INSTRUCTIONS TO FOLLOW
Every entry in the listing below is to be output unchanged.

DATA FOR THIS EXERCISE
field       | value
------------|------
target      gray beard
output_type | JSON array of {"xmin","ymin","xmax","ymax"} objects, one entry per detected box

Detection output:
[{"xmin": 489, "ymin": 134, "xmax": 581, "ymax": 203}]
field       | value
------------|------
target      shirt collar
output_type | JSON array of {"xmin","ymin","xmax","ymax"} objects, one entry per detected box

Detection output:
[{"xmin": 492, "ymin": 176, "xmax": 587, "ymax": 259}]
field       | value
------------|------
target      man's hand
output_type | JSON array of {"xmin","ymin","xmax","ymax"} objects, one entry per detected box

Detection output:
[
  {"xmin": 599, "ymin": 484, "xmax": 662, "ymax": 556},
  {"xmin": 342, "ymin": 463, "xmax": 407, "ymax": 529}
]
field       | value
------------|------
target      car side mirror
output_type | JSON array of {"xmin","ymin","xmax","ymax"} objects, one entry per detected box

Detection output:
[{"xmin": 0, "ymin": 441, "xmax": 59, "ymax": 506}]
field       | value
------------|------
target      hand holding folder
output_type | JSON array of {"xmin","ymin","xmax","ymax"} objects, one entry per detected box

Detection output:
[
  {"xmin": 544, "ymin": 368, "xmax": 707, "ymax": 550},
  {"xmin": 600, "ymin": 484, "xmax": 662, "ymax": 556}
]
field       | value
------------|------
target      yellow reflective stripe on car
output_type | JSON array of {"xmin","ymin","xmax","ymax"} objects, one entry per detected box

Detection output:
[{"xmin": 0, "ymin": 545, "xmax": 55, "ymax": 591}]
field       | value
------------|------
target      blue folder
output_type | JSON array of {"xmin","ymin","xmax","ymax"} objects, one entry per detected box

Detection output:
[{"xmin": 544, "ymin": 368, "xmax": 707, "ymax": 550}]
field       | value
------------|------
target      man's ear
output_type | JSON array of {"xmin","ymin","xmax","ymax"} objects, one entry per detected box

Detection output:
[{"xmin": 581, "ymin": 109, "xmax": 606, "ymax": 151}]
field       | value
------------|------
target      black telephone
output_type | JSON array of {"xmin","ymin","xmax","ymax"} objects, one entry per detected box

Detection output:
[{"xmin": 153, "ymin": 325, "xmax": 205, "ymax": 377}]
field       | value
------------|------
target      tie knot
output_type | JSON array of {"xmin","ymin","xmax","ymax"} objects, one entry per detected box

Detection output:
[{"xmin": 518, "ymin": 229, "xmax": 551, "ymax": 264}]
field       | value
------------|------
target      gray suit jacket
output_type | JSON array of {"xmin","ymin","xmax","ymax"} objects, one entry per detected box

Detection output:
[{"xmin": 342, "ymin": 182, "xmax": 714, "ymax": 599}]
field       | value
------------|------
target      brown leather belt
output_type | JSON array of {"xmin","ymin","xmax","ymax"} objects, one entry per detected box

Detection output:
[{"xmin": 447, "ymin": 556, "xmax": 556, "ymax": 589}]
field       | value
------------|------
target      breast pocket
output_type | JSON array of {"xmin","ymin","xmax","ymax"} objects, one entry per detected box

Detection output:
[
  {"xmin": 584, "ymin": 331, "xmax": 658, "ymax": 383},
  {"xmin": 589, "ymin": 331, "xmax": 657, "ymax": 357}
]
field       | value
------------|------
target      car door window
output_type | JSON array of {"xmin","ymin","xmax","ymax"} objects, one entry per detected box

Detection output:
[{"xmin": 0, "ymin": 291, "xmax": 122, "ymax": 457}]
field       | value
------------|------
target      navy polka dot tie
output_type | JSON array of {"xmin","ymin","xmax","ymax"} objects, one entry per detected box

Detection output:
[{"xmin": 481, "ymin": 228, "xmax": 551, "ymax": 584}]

ANSWER SPACE
field       | value
------------|------
target      gray beard
output_type | JSON array of {"xmin","ymin","xmax","ymax"} objects, one entry per detected box

Detection output:
[{"xmin": 489, "ymin": 134, "xmax": 581, "ymax": 203}]
field       | value
------------|------
target      shirt collar
output_type | JSON array of {"xmin","ymin","xmax","ymax"} objects, one entry per detected box

Detection output:
[{"xmin": 492, "ymin": 176, "xmax": 587, "ymax": 259}]
field       | value
------------|------
target      man's hand
output_type | JSON array of {"xmin","ymin","xmax","ymax"} objects, one entry per detected box

Detection output:
[
  {"xmin": 599, "ymin": 484, "xmax": 662, "ymax": 556},
  {"xmin": 342, "ymin": 463, "xmax": 407, "ymax": 529}
]
field       | value
------------|------
target      car side mirror
output_type | JSON array of {"xmin","ymin","xmax","ymax"} objects, one entry per detected box

Detection output:
[{"xmin": 0, "ymin": 441, "xmax": 59, "ymax": 506}]
field       | value
------------|------
target      hand holding folder
output_type | JSON array of {"xmin","ymin","xmax","ymax"} objects, one entry per detected box

Detection output:
[
  {"xmin": 544, "ymin": 368, "xmax": 707, "ymax": 550},
  {"xmin": 600, "ymin": 484, "xmax": 662, "ymax": 556}
]
field       | value
------------|------
target      yellow reflective stripe on car
output_type | JSON array of {"xmin","ymin","xmax","ymax"} objects, one entry per detected box

Detection output:
[{"xmin": 0, "ymin": 545, "xmax": 55, "ymax": 591}]
field       | value
------------|------
target      blue folder
output_type | JSON array of {"xmin","ymin","xmax","ymax"} objects, one entry per detected box

Detection output:
[{"xmin": 544, "ymin": 368, "xmax": 707, "ymax": 550}]
field       | value
------------|------
target      man's ear
output_type | JSON array of {"xmin","ymin","xmax","ymax"} objects, one entry per detected box

Detection output:
[{"xmin": 581, "ymin": 109, "xmax": 606, "ymax": 151}]
field       | value
------------|------
target      black telephone
output_type | JSON array of {"xmin","ymin","xmax","ymax"} objects, one entry per detected box

Detection output:
[{"xmin": 153, "ymin": 325, "xmax": 205, "ymax": 377}]
field       | value
------------|------
target      tie knot
output_type | JSON array of {"xmin","ymin","xmax","ymax"} objects, one entry per detected box

Detection output:
[{"xmin": 518, "ymin": 229, "xmax": 551, "ymax": 264}]
field       | value
------------|------
target      gray suit jacket
output_type | JSON array of {"xmin","ymin","xmax","ymax"} objects, one entry per detected box

Detection output:
[{"xmin": 342, "ymin": 182, "xmax": 714, "ymax": 599}]
field       | value
------------|------
target      brown leather belt
output_type | JSON array of {"xmin","ymin","xmax","ymax"} objects, one entry per detected box

Detection output:
[{"xmin": 447, "ymin": 556, "xmax": 556, "ymax": 589}]
field       | value
------------|------
target      breast pocket
output_type | JSON array of {"xmin","ymin","xmax","ymax"} objects, one entry per detected box

Detection output:
[
  {"xmin": 584, "ymin": 331, "xmax": 658, "ymax": 383},
  {"xmin": 589, "ymin": 331, "xmax": 657, "ymax": 357}
]
field       | value
------------|------
target      car door window
output_type | JSON array of {"xmin","ymin","xmax","ymax"} objects, one entry per detected box

Detection output:
[{"xmin": 0, "ymin": 291, "xmax": 122, "ymax": 457}]
field       | value
------------|------
target      navy polka dot tie
output_type | JSON array of {"xmin","ymin","xmax","ymax"} objects, one entry per detected box

Detection output:
[{"xmin": 481, "ymin": 228, "xmax": 551, "ymax": 584}]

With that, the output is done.